• YOUR ASSIGNMENT:
The line containing "Query: shoulder-length hair" marks where to begin; quote it and every line after it through the end of the data, exactly as written.

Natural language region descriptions
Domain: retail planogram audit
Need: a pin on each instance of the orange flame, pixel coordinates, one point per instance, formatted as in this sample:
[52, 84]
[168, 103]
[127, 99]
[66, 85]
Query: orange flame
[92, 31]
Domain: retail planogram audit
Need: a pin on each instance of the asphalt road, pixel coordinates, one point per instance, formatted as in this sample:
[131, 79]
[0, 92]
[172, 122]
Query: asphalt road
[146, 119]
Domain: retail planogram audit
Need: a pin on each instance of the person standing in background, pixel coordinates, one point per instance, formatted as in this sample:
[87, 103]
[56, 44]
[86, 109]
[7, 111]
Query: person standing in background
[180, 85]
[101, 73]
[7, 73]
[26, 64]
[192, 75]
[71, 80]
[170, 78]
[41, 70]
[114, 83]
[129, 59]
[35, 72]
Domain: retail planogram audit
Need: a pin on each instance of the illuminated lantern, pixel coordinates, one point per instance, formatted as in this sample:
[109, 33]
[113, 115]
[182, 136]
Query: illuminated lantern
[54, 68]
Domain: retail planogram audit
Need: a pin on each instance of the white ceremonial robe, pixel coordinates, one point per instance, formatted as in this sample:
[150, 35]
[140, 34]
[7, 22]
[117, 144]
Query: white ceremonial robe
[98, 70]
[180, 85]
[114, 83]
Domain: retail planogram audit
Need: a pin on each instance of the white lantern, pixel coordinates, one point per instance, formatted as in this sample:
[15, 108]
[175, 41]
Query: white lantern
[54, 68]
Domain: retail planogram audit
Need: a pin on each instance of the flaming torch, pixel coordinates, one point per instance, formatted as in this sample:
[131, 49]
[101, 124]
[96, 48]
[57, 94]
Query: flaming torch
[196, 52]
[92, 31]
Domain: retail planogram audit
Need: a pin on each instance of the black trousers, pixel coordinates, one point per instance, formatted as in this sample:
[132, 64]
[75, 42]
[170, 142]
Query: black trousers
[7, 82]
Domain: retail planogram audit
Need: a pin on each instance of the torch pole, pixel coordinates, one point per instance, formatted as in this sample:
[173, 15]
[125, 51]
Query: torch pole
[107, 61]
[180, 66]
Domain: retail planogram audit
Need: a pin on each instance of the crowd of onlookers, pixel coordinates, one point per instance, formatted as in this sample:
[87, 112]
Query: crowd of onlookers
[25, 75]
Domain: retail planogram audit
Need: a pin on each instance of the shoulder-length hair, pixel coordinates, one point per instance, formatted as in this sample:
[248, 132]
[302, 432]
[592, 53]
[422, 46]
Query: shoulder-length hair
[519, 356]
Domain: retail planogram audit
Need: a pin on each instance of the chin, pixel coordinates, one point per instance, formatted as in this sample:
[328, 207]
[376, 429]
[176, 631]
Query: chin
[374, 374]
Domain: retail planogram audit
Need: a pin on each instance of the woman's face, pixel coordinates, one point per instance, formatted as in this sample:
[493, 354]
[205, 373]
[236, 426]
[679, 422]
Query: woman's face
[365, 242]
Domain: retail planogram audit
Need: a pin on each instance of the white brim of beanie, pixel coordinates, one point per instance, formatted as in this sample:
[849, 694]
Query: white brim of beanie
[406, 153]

• OUTPUT OF THE TASK:
Query: shoulder-length hair
[519, 356]
Domain: retail planogram audit
Need: a pin on each instance of the chin, pixel coordinates, one point per instance, formatted as in this sample:
[328, 207]
[376, 429]
[176, 631]
Query: chin
[374, 374]
Domain: retail planogram audit
Need: a pin on each instance of the woman's face, pixel coordinates, one point per instance, formatted as in this sample:
[493, 354]
[205, 373]
[236, 426]
[679, 422]
Query: woman's face
[365, 242]
Domain: retail planogram audit
Need: a pin on each instance of the white brim of beanie, pixel coordinates, one point per instance, formatted as in this sample:
[849, 694]
Query: white brim of beanie
[406, 153]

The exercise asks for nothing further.